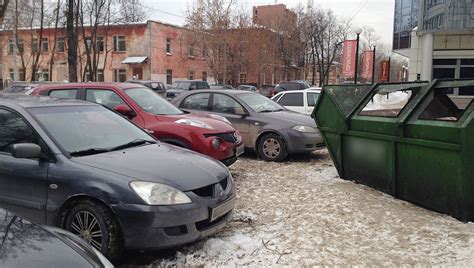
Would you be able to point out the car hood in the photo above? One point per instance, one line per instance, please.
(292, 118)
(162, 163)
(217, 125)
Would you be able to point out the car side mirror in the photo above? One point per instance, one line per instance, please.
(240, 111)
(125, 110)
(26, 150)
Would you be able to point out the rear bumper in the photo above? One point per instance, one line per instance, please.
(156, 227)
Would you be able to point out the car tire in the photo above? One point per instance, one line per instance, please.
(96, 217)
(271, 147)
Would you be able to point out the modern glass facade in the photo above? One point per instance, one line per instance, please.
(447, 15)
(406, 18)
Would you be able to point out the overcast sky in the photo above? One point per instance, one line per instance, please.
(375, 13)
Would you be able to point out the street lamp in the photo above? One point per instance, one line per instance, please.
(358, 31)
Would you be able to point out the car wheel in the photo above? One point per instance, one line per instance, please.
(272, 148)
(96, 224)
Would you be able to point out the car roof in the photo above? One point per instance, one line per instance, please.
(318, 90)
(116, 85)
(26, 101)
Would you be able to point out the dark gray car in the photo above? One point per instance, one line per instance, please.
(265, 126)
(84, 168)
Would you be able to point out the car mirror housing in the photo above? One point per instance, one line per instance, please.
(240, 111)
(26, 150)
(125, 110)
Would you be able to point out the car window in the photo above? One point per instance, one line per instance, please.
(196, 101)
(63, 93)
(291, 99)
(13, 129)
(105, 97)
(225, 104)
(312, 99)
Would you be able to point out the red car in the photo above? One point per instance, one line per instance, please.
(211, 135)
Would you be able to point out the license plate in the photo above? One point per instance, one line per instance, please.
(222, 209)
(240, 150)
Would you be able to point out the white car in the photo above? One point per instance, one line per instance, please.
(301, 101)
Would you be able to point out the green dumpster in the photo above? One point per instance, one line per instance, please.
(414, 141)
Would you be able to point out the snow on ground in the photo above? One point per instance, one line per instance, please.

--

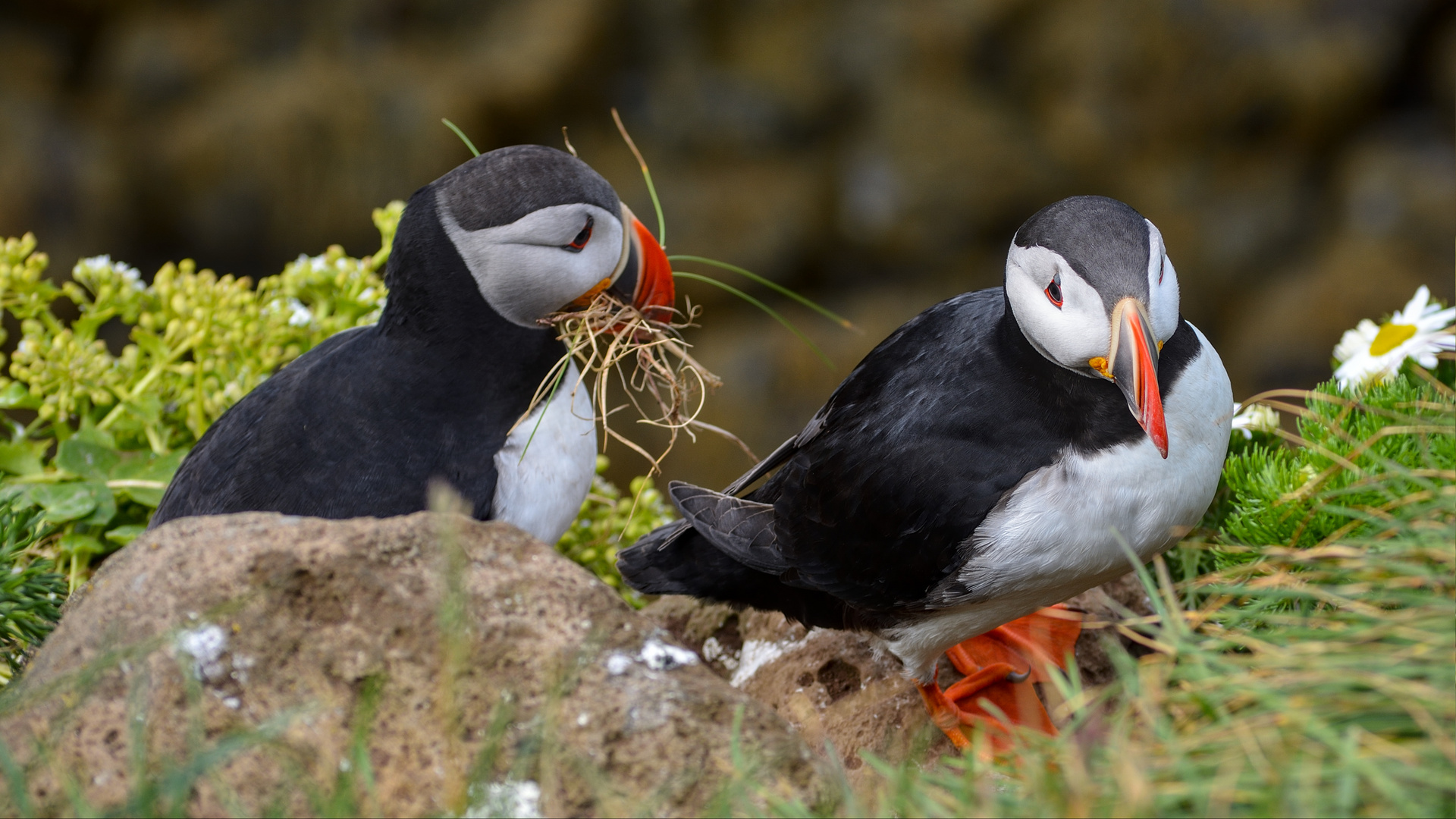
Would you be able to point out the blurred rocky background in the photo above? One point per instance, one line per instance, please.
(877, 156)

◆ EXERCISE OBJECTIVE ◆
Report every line of the entries above that contains the word "mirror", copying each such line in full.

◆ REPLY TO THE EXERCISE ◆
Would you be able to point out the car side mirror in the photo above? One point per instance, one line per instance, please.
Would you be able to point out the car mirror housing in the photo above? One point per instance, one line per instance, please.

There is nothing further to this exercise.